Excerpt to read →
Objectives: To estimate the prevalence of neuropsychiatric symptoms and examine their association with functional limitations.
Design: Cross-sectional analysis.
Setting: The Aging, Demographics, and Memory Study (ADAMS).
Participants: A sample of adults aged 71 and older (N=856) drawn from Health and Retirement Study (HRS), a nationally representative cohort of U.S. adults aged 51 and older.
Measurements: The presence of neuropsychiatric symptoms (delusions, hallucinations, agitation, depression, apathy, elation, anxiety, disinhibition, irritation, and aberrant motor behaviors) was identified using the Neuropsychiatric Inventory. A consensus panel in the ADAMS assigned a cognitive category (normal cognition; cognitive impairment, no dementia (CIND); mild, moderate, or severe dementia). Functional limitations, chronic medical conditions, and sociodemographic information were obtained from the HRS and ADAMS.

Problems to solve →
A: In the study abstract, what tool was used to identify neuropsychiatric symptoms?
B: Resume the study abstract on neuropsychiatric symptoms, picking up after its last sentence.
You won't need the rows that come next.

Extracted records →
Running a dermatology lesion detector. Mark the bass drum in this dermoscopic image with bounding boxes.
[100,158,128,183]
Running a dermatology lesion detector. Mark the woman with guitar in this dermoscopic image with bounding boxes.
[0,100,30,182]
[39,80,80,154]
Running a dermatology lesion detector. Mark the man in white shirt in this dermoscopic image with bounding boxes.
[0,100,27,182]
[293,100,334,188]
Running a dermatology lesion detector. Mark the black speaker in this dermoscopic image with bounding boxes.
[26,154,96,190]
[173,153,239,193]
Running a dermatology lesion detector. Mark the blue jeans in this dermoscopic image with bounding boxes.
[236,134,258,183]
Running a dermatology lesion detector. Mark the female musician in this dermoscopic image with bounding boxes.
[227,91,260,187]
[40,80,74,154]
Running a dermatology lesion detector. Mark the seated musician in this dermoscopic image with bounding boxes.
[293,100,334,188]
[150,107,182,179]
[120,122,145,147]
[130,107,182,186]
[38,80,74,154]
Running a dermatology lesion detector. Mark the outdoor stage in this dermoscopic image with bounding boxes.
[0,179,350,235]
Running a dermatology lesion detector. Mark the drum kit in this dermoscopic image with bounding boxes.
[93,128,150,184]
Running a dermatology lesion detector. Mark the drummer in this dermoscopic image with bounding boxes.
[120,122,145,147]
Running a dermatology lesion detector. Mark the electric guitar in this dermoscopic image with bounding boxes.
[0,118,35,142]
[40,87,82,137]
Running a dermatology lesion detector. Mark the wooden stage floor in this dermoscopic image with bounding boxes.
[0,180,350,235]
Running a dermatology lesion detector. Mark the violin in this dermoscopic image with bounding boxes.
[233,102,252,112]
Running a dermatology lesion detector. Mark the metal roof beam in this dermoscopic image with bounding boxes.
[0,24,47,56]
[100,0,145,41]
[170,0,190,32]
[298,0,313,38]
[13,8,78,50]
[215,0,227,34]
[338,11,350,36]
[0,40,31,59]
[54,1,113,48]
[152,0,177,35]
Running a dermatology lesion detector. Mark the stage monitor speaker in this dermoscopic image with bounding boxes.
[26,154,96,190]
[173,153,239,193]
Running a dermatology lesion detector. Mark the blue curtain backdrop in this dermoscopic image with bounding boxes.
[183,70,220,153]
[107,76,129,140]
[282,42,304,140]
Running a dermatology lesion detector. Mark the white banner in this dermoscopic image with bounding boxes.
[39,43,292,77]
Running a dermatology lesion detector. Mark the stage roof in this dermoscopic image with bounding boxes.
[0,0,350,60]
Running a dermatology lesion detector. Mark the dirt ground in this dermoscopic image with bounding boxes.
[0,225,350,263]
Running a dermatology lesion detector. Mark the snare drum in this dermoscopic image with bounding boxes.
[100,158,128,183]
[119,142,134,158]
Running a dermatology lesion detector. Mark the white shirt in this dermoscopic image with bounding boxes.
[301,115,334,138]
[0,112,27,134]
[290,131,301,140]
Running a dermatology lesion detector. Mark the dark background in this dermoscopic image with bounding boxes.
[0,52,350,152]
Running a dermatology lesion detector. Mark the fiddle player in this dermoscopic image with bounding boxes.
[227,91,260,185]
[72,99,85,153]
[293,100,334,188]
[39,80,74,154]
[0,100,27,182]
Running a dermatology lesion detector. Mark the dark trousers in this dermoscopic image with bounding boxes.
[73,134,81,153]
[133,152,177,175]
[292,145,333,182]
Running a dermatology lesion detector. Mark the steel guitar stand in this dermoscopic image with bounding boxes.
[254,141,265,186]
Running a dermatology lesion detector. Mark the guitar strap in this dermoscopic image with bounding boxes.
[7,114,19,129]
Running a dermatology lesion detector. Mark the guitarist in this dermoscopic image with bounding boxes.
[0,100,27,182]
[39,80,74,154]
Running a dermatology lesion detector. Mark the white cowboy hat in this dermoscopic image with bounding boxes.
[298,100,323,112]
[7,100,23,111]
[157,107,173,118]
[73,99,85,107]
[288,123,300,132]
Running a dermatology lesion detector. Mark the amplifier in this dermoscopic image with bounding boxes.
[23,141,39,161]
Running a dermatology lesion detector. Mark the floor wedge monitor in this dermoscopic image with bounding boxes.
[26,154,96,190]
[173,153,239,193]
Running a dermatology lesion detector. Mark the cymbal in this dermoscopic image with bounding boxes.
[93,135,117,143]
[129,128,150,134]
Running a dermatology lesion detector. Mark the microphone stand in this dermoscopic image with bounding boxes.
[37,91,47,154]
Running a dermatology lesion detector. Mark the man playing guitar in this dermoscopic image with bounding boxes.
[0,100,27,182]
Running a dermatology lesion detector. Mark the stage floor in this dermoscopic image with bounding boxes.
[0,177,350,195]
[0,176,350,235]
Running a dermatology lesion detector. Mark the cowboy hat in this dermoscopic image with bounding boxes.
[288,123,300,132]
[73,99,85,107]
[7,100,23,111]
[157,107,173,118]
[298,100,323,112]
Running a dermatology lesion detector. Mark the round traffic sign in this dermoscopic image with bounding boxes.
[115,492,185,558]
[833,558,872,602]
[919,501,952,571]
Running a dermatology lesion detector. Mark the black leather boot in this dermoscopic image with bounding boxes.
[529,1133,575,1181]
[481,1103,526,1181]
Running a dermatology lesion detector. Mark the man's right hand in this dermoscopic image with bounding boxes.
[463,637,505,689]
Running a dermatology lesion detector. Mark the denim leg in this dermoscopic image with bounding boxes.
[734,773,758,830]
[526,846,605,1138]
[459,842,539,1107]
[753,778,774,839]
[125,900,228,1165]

Outputs for the tasks →
A: The Neuropsychiatric Inventory.

B:
Results: Forty-three percent of individuals with CIND and 58% of those with dementia exhibited at least one neuropsychiatric symptom. Depression was the most common individual symptom in those with normal cognition (12%), CIND (30%), and mild dementia (25%), whereas apathy (42%) and agitation (41%) were most common in those with severe dementia. Individuals with three or more symptoms and one or more clinically significant symptoms had significantly higher odds of having functional limitations. Those with clinically significant depression had higher odds of activity of daily living limitations, and those with clinically significant depression, anxiety, or aberrant motor behaviors had significantly higher odds of instrumental activity of daily living limitations.
Conclusion: Neuropsychiatric symptoms are highly prevalent in older adults with CIND and dementia. Of those with cognitive impairment, a greater number of total neuropsychiatric symptoms and some specific individual symptoms are strongly associated with functional limitations.